Elecciones a la andaluza

   Pensaba escribir sobre la redada que ha habido en Kinshasa, la capital del volátil Estado de Kivu-Norte, en la que el ejército ha detenido a un grupo de activistas de Burkina-Faso y Senegal. La noticia ha conseguido cierta atención de los medios franceses porque se trata de miembros de organizaciones que han actuado recientemente en pro de la democracia y la libertad en sus respectivos países. Al parecer habían sido invitados a la República del Congo por otra organización de similares características, que quiere impedir la reforma de la Constitución para que el presidente Joseph Kabila prolongue su mandato siete años más. Es una demostración de la escasa calidad democrática del Congo. En un país muchísimo más democrático como España esto no hubiese ocurrido. Aquí el ejército no reprime a la sociedad civil... ya están los jueces para eso. O, al menos, ciertos jueces, los nombrados a dedo por los políticos, como ha sido el caso de Cataluña, donde el Tribunal Supremo ha revocado la absolución de los jóvenes que intentaron asaltar el Parlament en 2011 y los ha condenado a varios años de prisión.

Material de trabajo.
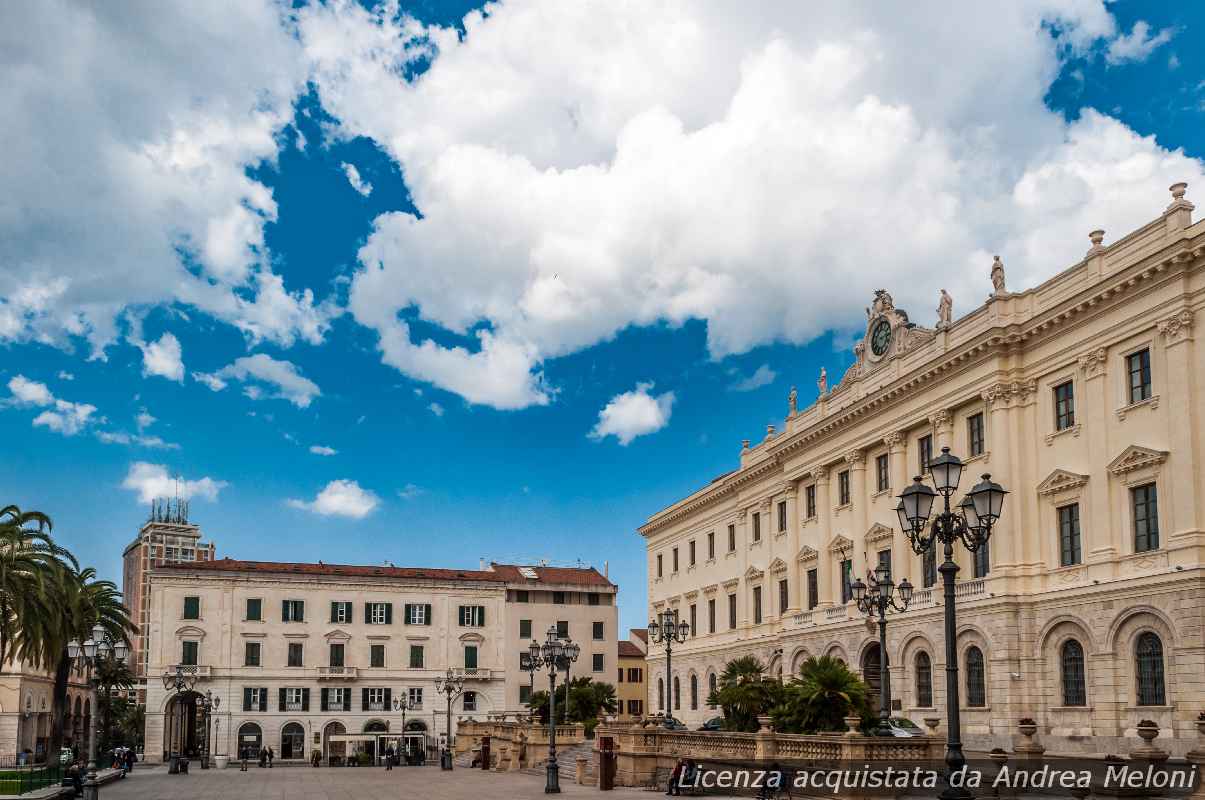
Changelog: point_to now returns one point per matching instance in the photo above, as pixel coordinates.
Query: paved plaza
(327, 783)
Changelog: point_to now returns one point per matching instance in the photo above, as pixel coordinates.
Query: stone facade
(1111, 340)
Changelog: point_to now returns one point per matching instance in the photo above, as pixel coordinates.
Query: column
(824, 522)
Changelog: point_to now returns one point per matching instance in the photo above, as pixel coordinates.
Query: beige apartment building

Consigna 1. Resuma el fragmento en dos oraciones.
Consigna 2. De acuerdo con el fragmento, ¿qué resolvió el Tribunal Supremo sobre los jóvenes que intentaron asaltar el Parlament en 2011?

Respuesta 1. El fragmento parte de la intención de escribir sobre la detención, por el ejército, de activistas de Burkina-Faso y Senegal que habían sido invitados al Congo por una organización empeñada en impedir la reforma constitucional con la que Joseph Kabila prolongaría siete años su mandato, un hecho que presenta como muestra de la escasa calidad democrática de ese país. A continuación sostiene que en España no es el ejército el que reprime a la sociedad civil, sino ciertos jueces nombrados a dedo por los políticos, como en Cataluña, donde el Tribunal Supremo revocó la absolución de los jóvenes que intentaron asaltar el Parlament en 2011 y los condenó a varios años de prisión.

Respuesta 2. Revocó su absolución y los condenó a varios años de prisión.